- Written request: Reproduce everything from the start of the material down to and including the line that contains "154 195 L 148", with the requests included. In the answers, shift every viewBox value and path coordinate up by 74.

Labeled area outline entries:
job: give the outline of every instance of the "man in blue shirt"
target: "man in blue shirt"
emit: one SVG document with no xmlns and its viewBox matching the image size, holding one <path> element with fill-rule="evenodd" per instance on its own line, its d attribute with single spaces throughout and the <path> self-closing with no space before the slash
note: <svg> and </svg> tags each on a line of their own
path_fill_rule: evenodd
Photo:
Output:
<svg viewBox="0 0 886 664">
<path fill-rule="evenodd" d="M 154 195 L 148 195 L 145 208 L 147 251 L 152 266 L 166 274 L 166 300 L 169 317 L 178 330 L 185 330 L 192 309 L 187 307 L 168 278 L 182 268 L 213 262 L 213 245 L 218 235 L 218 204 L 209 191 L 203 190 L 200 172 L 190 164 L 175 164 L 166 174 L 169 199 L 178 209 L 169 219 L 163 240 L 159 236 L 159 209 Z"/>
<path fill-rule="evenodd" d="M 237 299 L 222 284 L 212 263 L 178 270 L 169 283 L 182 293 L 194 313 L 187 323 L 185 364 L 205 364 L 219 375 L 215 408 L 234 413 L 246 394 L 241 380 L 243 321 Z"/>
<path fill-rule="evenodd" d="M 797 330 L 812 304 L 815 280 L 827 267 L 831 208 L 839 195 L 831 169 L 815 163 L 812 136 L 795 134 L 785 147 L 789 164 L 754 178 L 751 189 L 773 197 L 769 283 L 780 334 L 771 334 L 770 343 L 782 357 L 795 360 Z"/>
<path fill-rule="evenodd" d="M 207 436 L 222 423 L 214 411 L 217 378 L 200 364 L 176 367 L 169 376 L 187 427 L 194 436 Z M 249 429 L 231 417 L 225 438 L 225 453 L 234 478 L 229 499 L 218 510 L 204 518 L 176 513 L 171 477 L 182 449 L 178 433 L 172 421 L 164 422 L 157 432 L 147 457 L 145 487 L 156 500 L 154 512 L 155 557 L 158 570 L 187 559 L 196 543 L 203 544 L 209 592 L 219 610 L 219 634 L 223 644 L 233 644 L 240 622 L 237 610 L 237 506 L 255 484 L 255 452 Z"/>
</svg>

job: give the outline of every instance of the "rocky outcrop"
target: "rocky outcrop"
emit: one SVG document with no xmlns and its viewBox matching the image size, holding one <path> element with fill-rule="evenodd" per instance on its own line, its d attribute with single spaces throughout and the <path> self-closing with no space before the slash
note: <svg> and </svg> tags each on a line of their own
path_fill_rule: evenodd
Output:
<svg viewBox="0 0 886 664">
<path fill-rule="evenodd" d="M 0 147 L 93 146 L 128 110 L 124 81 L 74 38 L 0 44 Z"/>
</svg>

- Solution to the problem:
job: give the outline of every instance of the "man in blue shirt"
target: "man in blue shirt"
emit: one SVG document with no xmlns and its viewBox matching the image size, holding one <path> element with fill-rule="evenodd" per instance on its own line, its d attribute with single spaces throughout and the <path> self-closing with no space before the slash
note: <svg> and </svg> tags each on a line of their own
path_fill_rule: evenodd
Photo:
Output:
<svg viewBox="74 74 960 738">
<path fill-rule="evenodd" d="M 228 269 L 222 269 L 219 282 L 221 325 L 226 340 L 240 348 L 240 374 L 243 391 L 252 404 L 259 404 L 266 383 L 261 381 L 242 352 L 256 342 L 287 336 L 287 319 L 292 309 L 292 278 L 283 265 L 277 264 L 274 246 L 264 238 L 249 238 L 240 248 L 243 273 L 252 283 L 243 293 L 237 314 L 233 310 L 233 283 Z"/>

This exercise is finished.